- [READING PASSAGE]:
Synopsis: Pulling on a Cell’s Strings
A cell’s nucleus must be centered as the cell prepares to divide to ensure the symmetric formation of two daughter cells. Tubular structures, or “microtubules,” linked to the nucleus and pushing against the cell’s walls, keep the nucleus positioned by adjusting their lengths, but it’s not clear what mechanism cues them to elongate or shorten. Now, a team led by Nenad Pavin at the University of Zagreb, Croatia, and Iva Tolić at the Max Planck Institute of Molecular Cell Biology and Genetics, Germany, has demonstrated with theory and experiments that certain motor proteins, called kinesin-8, improve the accuracy of nuclear centering by controlling the transition from a lengthening to a shortening phase of the tubules.

- [TASK GOAL]: Continue the synopsis on nuclear centering from its final sentence. The listing is material separate from the synopsis on nuclear centering.

- [SOURCE INFORMATION]:
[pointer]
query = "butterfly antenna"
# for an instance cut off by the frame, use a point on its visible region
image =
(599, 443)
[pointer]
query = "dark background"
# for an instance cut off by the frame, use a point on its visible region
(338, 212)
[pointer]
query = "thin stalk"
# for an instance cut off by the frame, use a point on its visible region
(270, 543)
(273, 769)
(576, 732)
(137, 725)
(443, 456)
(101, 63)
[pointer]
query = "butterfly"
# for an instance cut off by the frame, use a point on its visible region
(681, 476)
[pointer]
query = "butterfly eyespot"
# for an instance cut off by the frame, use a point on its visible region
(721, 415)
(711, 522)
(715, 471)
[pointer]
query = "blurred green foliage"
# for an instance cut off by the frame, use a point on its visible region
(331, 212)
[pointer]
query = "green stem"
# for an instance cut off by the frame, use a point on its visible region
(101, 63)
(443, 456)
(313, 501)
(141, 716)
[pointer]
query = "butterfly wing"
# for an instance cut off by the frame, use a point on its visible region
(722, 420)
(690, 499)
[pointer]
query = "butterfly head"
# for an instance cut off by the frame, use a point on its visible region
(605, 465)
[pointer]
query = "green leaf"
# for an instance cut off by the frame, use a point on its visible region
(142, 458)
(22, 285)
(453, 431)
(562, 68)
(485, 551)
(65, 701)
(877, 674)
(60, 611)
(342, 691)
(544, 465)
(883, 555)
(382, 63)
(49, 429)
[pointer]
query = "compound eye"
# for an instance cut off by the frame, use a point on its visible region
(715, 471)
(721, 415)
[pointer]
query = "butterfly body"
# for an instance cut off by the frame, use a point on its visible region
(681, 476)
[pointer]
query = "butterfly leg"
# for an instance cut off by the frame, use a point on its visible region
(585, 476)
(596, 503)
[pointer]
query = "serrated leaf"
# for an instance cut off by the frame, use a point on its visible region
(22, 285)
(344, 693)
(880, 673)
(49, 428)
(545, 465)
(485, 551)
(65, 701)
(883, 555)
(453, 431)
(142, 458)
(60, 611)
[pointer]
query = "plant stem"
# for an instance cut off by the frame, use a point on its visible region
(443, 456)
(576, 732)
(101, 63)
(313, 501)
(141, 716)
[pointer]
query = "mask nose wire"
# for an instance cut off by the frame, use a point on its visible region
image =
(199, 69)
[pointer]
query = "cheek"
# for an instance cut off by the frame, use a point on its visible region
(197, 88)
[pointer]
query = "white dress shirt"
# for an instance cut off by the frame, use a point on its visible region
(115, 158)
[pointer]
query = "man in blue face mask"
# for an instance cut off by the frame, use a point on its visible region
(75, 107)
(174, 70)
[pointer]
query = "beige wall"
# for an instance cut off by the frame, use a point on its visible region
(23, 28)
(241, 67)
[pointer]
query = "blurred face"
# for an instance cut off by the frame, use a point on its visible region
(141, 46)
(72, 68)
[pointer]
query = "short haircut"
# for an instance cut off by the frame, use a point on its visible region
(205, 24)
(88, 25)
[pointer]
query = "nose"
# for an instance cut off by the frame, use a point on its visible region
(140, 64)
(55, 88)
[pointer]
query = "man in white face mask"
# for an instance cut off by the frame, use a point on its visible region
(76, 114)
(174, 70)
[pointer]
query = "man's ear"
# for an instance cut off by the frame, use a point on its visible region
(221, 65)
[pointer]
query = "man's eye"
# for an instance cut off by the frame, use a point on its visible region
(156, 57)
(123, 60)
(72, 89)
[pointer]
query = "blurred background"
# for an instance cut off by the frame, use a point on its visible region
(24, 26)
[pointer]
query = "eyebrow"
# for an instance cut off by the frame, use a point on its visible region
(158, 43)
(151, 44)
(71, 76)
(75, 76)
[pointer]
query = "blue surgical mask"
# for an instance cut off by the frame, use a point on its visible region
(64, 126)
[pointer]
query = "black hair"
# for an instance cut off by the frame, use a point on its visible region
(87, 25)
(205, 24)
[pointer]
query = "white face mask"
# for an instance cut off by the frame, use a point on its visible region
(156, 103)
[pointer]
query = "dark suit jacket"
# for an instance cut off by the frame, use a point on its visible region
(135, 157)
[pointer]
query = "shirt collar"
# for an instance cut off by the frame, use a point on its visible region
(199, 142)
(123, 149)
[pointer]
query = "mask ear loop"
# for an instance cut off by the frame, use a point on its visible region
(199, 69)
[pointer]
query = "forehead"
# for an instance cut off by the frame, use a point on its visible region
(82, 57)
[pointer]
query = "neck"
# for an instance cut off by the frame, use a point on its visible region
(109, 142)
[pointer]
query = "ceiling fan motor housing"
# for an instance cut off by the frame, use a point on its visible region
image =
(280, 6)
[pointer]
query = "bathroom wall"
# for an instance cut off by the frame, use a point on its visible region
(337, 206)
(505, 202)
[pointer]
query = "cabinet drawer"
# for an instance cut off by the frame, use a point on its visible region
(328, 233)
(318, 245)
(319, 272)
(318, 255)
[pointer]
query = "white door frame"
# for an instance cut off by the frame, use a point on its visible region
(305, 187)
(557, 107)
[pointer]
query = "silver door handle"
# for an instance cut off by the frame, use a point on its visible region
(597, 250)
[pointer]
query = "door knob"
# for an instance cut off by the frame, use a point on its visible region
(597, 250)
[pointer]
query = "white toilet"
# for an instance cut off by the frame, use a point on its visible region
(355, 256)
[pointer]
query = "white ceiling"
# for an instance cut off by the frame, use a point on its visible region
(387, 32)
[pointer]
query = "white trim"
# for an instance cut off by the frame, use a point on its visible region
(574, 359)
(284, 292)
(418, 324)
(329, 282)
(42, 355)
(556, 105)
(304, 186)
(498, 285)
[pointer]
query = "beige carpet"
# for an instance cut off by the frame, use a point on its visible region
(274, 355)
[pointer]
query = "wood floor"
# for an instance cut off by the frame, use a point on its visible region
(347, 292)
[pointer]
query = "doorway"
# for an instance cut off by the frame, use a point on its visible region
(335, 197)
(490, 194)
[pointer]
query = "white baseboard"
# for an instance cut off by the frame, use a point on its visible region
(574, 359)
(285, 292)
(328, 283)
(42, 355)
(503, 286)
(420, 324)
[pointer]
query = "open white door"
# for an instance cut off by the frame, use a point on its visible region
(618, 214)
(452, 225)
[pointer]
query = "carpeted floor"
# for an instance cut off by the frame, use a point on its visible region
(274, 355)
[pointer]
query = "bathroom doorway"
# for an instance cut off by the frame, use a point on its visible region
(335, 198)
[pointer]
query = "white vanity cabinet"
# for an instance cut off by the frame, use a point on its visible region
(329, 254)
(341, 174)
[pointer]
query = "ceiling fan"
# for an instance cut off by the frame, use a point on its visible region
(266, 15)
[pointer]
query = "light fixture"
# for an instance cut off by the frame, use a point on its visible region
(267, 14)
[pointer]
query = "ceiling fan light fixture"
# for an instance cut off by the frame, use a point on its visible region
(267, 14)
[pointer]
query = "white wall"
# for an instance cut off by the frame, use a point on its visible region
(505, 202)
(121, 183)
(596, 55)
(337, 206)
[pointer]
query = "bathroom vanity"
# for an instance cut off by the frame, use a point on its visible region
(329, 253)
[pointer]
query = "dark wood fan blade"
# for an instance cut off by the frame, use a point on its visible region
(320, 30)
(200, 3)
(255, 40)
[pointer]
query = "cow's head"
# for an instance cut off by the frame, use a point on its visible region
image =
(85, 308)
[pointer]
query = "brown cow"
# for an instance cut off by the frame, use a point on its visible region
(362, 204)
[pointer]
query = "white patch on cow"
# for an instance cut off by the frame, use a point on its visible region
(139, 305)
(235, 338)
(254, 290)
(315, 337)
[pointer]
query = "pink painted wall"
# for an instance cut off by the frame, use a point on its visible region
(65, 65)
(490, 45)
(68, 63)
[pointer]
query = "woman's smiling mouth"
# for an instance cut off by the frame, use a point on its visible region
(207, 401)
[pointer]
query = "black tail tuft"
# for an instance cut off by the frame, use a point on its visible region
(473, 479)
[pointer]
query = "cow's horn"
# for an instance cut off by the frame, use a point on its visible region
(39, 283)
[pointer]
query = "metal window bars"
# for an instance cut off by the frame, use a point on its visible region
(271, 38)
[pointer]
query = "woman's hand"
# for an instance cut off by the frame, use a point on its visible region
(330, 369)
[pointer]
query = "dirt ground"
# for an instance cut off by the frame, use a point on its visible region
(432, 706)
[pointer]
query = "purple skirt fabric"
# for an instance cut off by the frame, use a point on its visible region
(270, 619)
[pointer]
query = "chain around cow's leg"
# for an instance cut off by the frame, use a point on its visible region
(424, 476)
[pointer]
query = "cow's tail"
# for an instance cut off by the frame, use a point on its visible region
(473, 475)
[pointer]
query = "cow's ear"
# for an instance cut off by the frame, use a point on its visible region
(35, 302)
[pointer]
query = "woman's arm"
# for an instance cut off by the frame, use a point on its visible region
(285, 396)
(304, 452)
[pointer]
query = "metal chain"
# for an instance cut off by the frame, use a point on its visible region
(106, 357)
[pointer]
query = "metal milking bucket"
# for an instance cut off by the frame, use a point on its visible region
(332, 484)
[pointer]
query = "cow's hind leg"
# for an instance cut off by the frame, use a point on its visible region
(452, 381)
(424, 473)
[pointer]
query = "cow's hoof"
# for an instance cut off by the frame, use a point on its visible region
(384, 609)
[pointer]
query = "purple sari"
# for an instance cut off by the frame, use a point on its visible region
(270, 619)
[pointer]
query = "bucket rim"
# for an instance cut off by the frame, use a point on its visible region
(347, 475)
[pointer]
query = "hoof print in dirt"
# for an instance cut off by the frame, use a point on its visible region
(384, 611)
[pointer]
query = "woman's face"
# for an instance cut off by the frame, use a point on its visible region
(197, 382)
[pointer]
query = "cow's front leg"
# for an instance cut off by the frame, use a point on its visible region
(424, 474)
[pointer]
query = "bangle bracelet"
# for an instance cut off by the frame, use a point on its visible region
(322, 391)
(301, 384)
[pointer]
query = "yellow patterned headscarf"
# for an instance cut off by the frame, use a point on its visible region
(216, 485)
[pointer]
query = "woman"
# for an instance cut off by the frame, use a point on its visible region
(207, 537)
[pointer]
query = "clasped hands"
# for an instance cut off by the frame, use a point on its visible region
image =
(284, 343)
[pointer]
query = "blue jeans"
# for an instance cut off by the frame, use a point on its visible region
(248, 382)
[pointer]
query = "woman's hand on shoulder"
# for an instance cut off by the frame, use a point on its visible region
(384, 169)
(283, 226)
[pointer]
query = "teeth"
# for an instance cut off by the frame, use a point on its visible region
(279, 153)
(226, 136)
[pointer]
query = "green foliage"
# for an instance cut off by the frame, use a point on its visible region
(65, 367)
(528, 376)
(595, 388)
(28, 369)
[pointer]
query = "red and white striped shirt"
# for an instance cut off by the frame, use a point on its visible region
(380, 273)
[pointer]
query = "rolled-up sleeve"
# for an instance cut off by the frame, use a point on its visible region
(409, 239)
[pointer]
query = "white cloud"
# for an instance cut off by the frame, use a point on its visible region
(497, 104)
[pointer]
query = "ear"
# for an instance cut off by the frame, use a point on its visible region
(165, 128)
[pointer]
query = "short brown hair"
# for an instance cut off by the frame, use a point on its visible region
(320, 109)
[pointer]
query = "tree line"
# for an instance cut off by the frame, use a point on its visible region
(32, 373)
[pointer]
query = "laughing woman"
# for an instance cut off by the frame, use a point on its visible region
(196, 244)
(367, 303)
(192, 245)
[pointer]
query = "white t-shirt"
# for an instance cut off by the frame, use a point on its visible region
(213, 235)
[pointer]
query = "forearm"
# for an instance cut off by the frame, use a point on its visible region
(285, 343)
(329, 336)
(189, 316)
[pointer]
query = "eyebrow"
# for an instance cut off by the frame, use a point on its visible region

- [RESPONSE TO THE EXERCISE]:
In the authors’ model, the nucleus’ position is determined by the pushing forces exerted by growing microtubules, which are influenced by kinesin-8 motor proteins: These walk along the microtubules and as they accumulate at the end, they can trigger a switch to a shortening phase by causing the depolymerization of the tubule’s end. The model calculates the resulting distributions of nuclear positions, predicting that the kinesin-8’s overall effect is that of balancing nuclear placement. The authors confirmed their conclusions with a series of experiments on yeast cells: First, they verified that in cells emptied of kinesin-8 the nucleus was less precisely centered (the standard deviation of its position was 70% larger). A second test displaced the nucleus with optical tweezers and found that the time for it to re-center (22 minutes) agreed with their model predictions. The new insights on the centering role of this motor protein may help researchers understand the mechanisms by which other cellular organelles are moved and positioned by microtubule forces.
This research is published in Physical Review Letters.